* [What the task requires] Repeat every line in the rows below without any changes.

____ Data supplied

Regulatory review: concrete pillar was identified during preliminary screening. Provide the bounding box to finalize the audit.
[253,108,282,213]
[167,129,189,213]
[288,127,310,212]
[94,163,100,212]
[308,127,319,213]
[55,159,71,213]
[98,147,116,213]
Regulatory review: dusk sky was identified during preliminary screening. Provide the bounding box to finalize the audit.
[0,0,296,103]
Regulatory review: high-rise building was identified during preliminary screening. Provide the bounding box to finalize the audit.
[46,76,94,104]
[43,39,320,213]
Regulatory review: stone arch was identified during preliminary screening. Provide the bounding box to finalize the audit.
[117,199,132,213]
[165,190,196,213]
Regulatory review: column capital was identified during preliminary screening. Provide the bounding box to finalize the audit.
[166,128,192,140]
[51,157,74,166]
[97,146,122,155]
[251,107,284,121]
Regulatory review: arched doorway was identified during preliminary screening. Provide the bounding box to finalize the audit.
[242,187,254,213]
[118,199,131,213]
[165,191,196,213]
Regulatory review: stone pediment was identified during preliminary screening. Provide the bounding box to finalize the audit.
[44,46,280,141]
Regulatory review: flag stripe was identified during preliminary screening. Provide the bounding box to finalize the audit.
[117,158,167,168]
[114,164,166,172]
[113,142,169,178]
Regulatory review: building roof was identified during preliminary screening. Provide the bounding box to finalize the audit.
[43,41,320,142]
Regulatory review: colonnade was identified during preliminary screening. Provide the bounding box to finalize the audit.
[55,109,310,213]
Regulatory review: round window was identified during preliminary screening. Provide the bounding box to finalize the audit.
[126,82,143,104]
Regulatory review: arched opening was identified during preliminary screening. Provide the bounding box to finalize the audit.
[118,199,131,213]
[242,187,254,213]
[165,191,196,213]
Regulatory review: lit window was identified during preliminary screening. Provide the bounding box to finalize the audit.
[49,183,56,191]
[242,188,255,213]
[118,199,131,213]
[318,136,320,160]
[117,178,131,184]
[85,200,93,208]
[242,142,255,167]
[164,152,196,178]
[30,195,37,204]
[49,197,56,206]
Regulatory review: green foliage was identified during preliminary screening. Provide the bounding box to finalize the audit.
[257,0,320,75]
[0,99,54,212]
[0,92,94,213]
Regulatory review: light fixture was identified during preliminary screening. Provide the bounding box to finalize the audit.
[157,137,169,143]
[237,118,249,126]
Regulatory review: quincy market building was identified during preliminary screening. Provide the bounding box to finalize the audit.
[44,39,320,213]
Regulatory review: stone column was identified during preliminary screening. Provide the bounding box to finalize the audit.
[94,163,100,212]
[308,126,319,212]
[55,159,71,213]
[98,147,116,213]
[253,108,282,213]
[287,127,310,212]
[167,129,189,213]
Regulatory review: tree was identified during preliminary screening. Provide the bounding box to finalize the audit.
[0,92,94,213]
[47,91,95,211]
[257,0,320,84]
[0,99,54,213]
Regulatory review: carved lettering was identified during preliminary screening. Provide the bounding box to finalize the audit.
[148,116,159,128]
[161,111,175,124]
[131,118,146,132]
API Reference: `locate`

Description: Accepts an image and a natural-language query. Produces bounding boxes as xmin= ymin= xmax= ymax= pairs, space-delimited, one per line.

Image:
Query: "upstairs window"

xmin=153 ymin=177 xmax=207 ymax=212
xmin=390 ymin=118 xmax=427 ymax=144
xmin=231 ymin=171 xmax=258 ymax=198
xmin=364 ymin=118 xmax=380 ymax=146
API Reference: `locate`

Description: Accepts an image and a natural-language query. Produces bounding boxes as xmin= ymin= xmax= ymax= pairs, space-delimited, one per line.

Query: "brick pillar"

________

* [Answer for the task]
Regulatory review: concrete pillar was identified during preliminary screening. Provide the bounding box to finalize the audit.
[253,108,282,213]
[167,129,189,213]
[288,127,310,212]
[94,163,100,212]
[308,127,319,213]
[55,159,71,213]
[98,147,116,213]
Regulatory review: dusk sky was identified during preliminary screening. Provide the bounding box to finalize the audit.
[0,0,296,103]
Regulatory review: high-rise building was identified during preliminary screening. Provide the bounding box to finalize the audit.
[46,76,94,104]
[43,39,320,213]
Regulatory review: stone arch was identified during preliminary screening. Provide the bounding box to finalize the audit.
[117,199,132,213]
[165,190,196,213]
Regulatory review: column capital was identified during preliminary screening. Provide the bounding box to finalize the audit.
[166,128,192,140]
[51,157,74,166]
[97,146,122,155]
[251,107,284,121]
Regulatory review: arched doorway was identified during preliminary screening. Provide the bounding box to finalize the audit.
[242,187,254,213]
[118,199,131,213]
[165,191,196,213]
Regulatory review: stone pediment was identified during preliminary screening. Provide the bounding box to finalize the audit.
[44,46,280,141]
Regulatory review: flag stripe was identified during preliminary screening. Provide the bounding box to finalize the audit.
[117,158,167,168]
[114,164,166,172]
[113,142,169,178]
Regulatory review: building roof was identified during preliminary screening. Provide the bounding box to finalize the audit.
[43,41,320,142]
Regulatory review: colonnade was identified during preliminary screening. Provide the bounding box to finalize the audit.
[55,109,310,213]
Regulatory review: round window was identified during preliminary screening. Provide the bounding box to finalize the audit.
[126,82,143,104]
Regulatory review: arched opening was identified during preliminary screening. Provide the bounding box to finalize the audit.
[118,199,131,213]
[242,187,254,213]
[165,191,196,213]
Regulatory review: lit window was identified during preliminary screening. Provide the bounding box to finalize the audit.
[49,183,56,191]
[242,188,255,213]
[118,199,131,213]
[318,136,320,160]
[117,178,131,184]
[85,200,93,208]
[242,142,255,167]
[164,152,196,178]
[30,195,37,204]
[49,197,56,206]
Regulatory review: green foliage was identified during preliminary screening. Provide the bounding box to finalize the audit.
[257,0,320,75]
[0,99,54,212]
[0,92,94,213]
Regulatory review: light fixture was identified during preliminary screening. Provide the bounding box to finalize the audit.
[157,137,169,143]
[237,118,249,126]
Regulatory review: quincy market building was identified during preliminary screening. Provide the bounding box to finalize the audit.
[44,39,320,213]
Regulatory review: stone column was identified during preliminary screening. Provide the bounding box to finalize the audit.
[94,163,100,212]
[308,126,319,212]
[55,159,71,213]
[98,147,116,213]
[253,108,282,213]
[287,127,310,212]
[167,129,189,213]
Regulatory review: tree was identified during preliminary screening. Provide the bounding box to finalize the audit.
[0,92,94,213]
[47,91,95,211]
[257,0,320,84]
[0,99,54,213]
Regulatory review: carved lettering was identified during preliminary screening. Provide the bounding box to finalize the audit.
[148,116,159,128]
[161,111,175,124]
[131,118,146,132]
API Reference: `locate`

Description: Accepts an image and a natural-language query. Produces bounding boxes as xmin= ymin= xmax= ymax= pairs, space-delimited, one per line.

Image:
Query: "upstairs window"

xmin=153 ymin=177 xmax=207 ymax=212
xmin=390 ymin=118 xmax=427 ymax=144
xmin=231 ymin=171 xmax=258 ymax=198
xmin=364 ymin=118 xmax=380 ymax=146
API Reference: `locate`

Description: Accepts an image and a natural-language query. Produces bounding boxes as xmin= ymin= xmax= ymax= pairs, space-delimited, one per line.

Query: "brick pillar"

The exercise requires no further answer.